● **Task details**
Look through the entries for the string "white" and copy every line where it shows up.

● **Extracted entries**
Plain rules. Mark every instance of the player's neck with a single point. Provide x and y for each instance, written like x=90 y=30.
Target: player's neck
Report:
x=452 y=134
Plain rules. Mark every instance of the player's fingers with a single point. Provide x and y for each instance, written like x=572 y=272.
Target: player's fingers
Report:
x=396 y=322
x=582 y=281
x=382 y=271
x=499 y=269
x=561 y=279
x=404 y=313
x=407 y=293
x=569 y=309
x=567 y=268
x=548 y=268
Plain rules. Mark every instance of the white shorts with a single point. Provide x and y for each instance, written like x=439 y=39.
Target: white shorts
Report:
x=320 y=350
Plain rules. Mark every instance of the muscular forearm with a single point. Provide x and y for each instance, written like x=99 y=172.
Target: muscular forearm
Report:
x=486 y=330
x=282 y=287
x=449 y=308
---
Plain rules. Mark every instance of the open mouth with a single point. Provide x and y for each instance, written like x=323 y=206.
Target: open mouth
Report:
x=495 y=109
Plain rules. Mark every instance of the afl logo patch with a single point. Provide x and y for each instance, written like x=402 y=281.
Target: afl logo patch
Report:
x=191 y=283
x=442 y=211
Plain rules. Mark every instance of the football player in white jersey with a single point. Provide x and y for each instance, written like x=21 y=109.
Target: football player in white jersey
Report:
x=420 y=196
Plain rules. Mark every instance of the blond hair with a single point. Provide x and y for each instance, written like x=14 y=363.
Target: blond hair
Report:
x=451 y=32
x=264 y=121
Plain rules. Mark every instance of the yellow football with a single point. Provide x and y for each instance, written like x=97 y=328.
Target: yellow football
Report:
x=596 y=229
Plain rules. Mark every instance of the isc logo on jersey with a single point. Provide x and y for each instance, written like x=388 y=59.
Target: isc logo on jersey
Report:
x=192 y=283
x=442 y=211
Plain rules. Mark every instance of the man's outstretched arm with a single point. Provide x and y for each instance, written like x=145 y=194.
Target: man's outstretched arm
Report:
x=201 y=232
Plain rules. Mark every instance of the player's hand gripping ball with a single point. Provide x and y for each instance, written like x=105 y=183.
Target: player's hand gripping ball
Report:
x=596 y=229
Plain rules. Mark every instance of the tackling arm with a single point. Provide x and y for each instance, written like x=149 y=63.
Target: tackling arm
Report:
--
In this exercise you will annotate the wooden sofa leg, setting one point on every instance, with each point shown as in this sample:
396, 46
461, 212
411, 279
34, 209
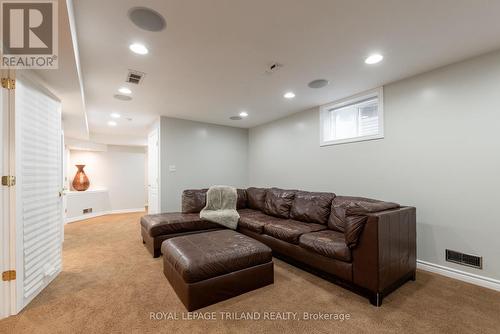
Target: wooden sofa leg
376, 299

● **Result of the exercise**
Plain rules. Mark every instance of the white shorts with a single point. Provide x and y for each instance, written like x=439 y=39.
Target: white shorts
Plain rules. Mark every instance of the football player in white jersey with a single point. Provide x and y for each instance, written like x=21 y=109.
Target: football player in white jersey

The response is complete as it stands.